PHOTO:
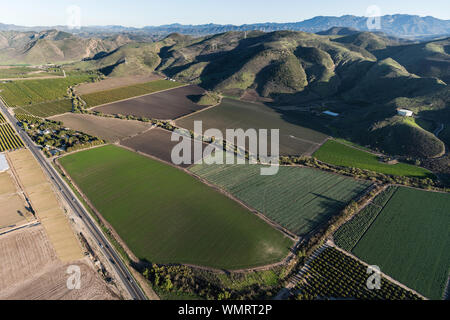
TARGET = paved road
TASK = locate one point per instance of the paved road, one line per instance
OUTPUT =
(66, 192)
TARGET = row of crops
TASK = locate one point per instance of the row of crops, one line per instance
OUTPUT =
(48, 109)
(28, 92)
(299, 199)
(108, 96)
(350, 233)
(9, 140)
(334, 275)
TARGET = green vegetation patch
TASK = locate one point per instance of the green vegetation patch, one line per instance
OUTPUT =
(409, 241)
(338, 154)
(235, 114)
(27, 92)
(299, 199)
(108, 96)
(48, 109)
(167, 216)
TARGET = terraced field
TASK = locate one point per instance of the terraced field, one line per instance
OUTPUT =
(409, 240)
(108, 96)
(234, 114)
(9, 140)
(299, 199)
(167, 216)
(338, 154)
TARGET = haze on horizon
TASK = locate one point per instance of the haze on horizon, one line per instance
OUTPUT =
(139, 13)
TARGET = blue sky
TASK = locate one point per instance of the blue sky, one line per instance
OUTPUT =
(139, 13)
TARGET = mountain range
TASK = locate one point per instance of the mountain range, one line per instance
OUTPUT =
(399, 25)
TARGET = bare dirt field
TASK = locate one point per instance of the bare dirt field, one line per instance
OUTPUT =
(112, 83)
(109, 129)
(43, 199)
(30, 270)
(157, 143)
(167, 105)
(13, 209)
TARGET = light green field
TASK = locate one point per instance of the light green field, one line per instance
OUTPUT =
(410, 241)
(47, 109)
(338, 154)
(27, 92)
(108, 96)
(299, 199)
(166, 216)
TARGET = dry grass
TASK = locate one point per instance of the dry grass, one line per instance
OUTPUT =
(44, 202)
(112, 83)
(109, 129)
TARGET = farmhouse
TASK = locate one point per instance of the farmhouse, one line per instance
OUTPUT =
(405, 113)
(3, 163)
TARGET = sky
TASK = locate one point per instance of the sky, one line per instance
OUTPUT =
(139, 13)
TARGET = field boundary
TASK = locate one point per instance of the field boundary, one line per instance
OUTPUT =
(131, 98)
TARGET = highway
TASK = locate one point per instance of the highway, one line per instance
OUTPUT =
(77, 207)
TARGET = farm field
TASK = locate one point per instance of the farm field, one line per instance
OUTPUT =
(47, 109)
(336, 153)
(45, 204)
(350, 233)
(299, 199)
(234, 114)
(196, 226)
(157, 143)
(109, 96)
(335, 275)
(166, 105)
(409, 241)
(9, 140)
(109, 129)
(25, 72)
(13, 209)
(24, 93)
(30, 270)
(113, 83)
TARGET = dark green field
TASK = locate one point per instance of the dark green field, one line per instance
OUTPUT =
(299, 199)
(338, 154)
(235, 114)
(166, 216)
(410, 241)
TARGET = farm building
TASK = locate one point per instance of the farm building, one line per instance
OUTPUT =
(405, 113)
(329, 113)
(3, 163)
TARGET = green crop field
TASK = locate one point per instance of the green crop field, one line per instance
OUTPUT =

********

> WRITTEN INSTRUCTION:
Swap every "highway" in the data above for "freeway" and write all of the data out again with nothing else changed. Leave the pictures out.

> TASK OUTPUT:
PHOTO:
TARGET = paved road
TASK = locate one point per instance of the paved road, one line per instance
OUTPUT =
(66, 192)
TARGET = row of crops
TASK = locate one point per instance of the row of crops, one line per instance
OUTPUT =
(48, 109)
(28, 92)
(299, 199)
(108, 96)
(350, 233)
(9, 140)
(334, 275)
TARGET = green vegetation patch
TASK = locate one point per instance of the green vegetation patch, one line per instance
OUTPUT =
(409, 241)
(338, 154)
(235, 114)
(27, 92)
(299, 199)
(108, 96)
(48, 109)
(167, 216)
TARGET = terraced field
TASK = locate one point per instance of the terraced field, one line per instance
OUTPUT =
(409, 240)
(108, 96)
(234, 114)
(9, 140)
(299, 199)
(167, 216)
(338, 154)
TARGET = haze on horizon
TASK = locate one point per instance of the haze on horizon, one line per instance
OUTPUT =
(139, 13)
TARGET = blue sky
TASK = locate one point per instance of the blue sky, one line per instance
OUTPUT =
(139, 13)
TARGET = mountain range
TASK = locate one point per instance of the mountain range, one line per instance
OUTPUT =
(399, 25)
TARGET = bare dirt field
TASK = locate one point per instance of the bare dirt field, one line per instance
OUTPUT =
(112, 83)
(109, 129)
(43, 199)
(30, 270)
(157, 143)
(167, 105)
(13, 209)
TARGET = light green field
TASK = locate one point per instance of the light green field, one line per instance
OUTPUT =
(410, 241)
(47, 109)
(338, 154)
(27, 92)
(108, 96)
(299, 199)
(166, 216)
TARGET = dry grass
TASK = locate one point per instance of the dry grass, one line per instance
OUTPUT =
(44, 202)
(112, 83)
(109, 129)
TARGET = farmhouse
TASK = locate one point per instance of the farmhouse, one line per instance
OUTPUT =
(405, 113)
(3, 163)
TARGET = sky
TASK = locate one point per instance of the sky, one line per instance
OUTPUT =
(139, 13)
TARGET = field boundary
TASK = locate one point per instance of the field boundary, one line per instance
OUTPUT =
(131, 98)
TARGET = freeway
TASK = locate one point per instance of the freeway, one line per instance
OUTPUT =
(77, 207)
TARGET = farm field
TASK = locate one point per instance of the farm field, one line per instance
OUTPUT =
(47, 109)
(336, 153)
(45, 204)
(350, 233)
(299, 199)
(234, 114)
(196, 226)
(157, 143)
(109, 96)
(335, 275)
(166, 105)
(409, 241)
(9, 140)
(109, 129)
(25, 72)
(13, 209)
(24, 93)
(30, 270)
(113, 83)
TARGET = dark green field
TASK = locate one point per instance of the dark green field, one line per instance
OUTPUT =
(299, 199)
(338, 154)
(235, 114)
(166, 216)
(410, 241)
TARGET = farm building
TASK = locate one point per instance of the farm building, one line per instance
OUTPUT =
(405, 113)
(329, 113)
(3, 163)
TARGET = green crop field
TASK = locate one point per instance of the green crop field, one line per instance
OUTPUT =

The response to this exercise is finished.